------ DOCUMENT ------
Coprocess Protocol Proposal - oilshell/oil GitHub Wiki

April 2021: This is OLD (2018). See Capers

Coprocess Protocol Proposal (FCLI)

Abstract

This document sketches a protocol to allow coprocesses to substitute for normal "batch" processes in shell scripts. A coprocess can be thought of as a single-threaded server that reads and writes from pipes.

The goal is to make shell scripts faster. It can also make interactive completion faster, since completion scripts often invoke (multiple) external tools.

Motivation / Analogy

Many language runtimes start up slowly, e.g. when they include a JIT compiler or when many libraries are loaded: Python, Ruby, R, Julia, the JVM (including Clojure), etc.

This problem seems to be getting worse. Python 3 is faster than Python 2 in nearly all dimensions except startup time.

Let's call the protocol FCLI for now. There's a rough analogy to FastCGI and CGI: CGI starts one process per request, while FastCGI handles multiple requests in a process. (I think FastCGI is threaded unlike FCLI, but let's ignore that for now.)

Example / Sketch

Suppose we have a Python command line tool that copies files to a cloud file system. It works like this:

cloudcopy foo.jpg //remote/myhome/mydir/

(This could also be an R tool that does a linear regression, but let's use the cloudcopy example to be concrete. The idea is that a lot of the work is "startup time" like initializing libraries, not "actual work".)

It could be converted to a FCLI coprocess by wrapping main() in a while True loop.

A shell would invoke such a process with these environment variables:

  • FCLI_VERSION -- the process should try to become a coprocess. Some scripts may ignore this! That is OK; the shell/client should handle it.
  • FCLI_REQUEST_FIFO -- read requests from this file system path (a named pipe)
  • FCLI_RESPONSE_FIFO -- write responses to this file system path (a named pipe)

For worker #9, the shell might set variables like this:

FCLI_REQUEST_FIFO=/tmp/cloudcopy-pool/request-fifo-9 \
FCLI_RESPONSE_FIFO=/tmp/cloudcopy-pool/response-fifo-9 \
  cloudcopy  # no args; they'll be sent as "argv" requests

The requests and responses will look like this. Note the actual encoding will likely not be JSON, but I'm writing in JSON syntax for convenience.

# written by the shell to request-fifo-9
{ argv: ["cloudcopy", "bar.jpg", "//remote/myhome/mydir"]
  env: {"PYTHONPATH": "."}   # optional ENV to override actual env.  May be ignored by some processes.
}

-> 

# written by the cloudcopy process to response-fifo-9
{ "status": 0 }  # 0 on success, 1 on failure

stderr is for logging. stdin / stdout are used as usual. We probably need to instruct the server to flush its streams in order to properly delimit requests (?). We won't get an EOF because the pipes are open across multiple requests.

If you wanted to copy 1,000 files, you could start a pool of 20 or so coprocesses and drive them from an event loop. You would only pay the startup time 20 times instead of 1000 times.
------
§ EXERCISES:
1. Reproduce from the coprocess protocol proposal the passage that begins at the words "April 2021: This" and stops after "writes from pipes.".
2. Render this sentence from the coprocess protocol proposal in Spanish: "A coprocess can be thought of as a single-threaded server that reads and writes from pipes."
------ COLLECTED MATERIAL ------
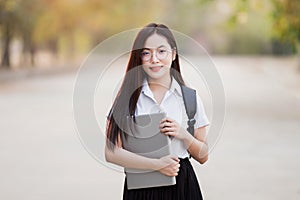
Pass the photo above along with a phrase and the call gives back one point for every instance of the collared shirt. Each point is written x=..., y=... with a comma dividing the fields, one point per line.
x=173, y=105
------
§ THE RESPONSES:
1.
April 2021: This is OLD (2018). See Capers

Coprocess Protocol Proposal (FCLI)

Abstract

This document sketches a protocol to allow coprocesses to substitute for normal "batch" processes in shell scripts. A coprocess can be thought of as a single-threaded server that reads and writes from pipes.

2. Un coproceso puede considerarse un servidor de un solo hilo que lee y escribe desde tuberías.